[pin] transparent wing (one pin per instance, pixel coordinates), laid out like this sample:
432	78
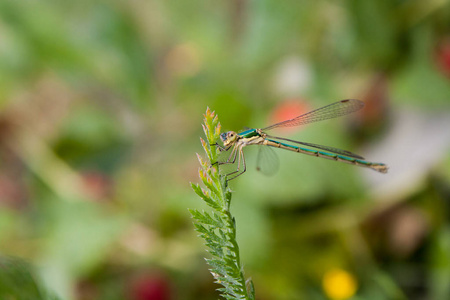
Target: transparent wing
330	111
326	148
267	161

_ _ _ _ _

Rewrite the data above, putting "clear wing" wherever "transparent wing" appears and keeping everything else the same. Omit the pictures from your version.

* Answer to this problem:
[pin] clear wing (one pin per instance, pixel coordinates), laid out like this sample:
432	78
Target: clear wing
330	111
326	148
267	161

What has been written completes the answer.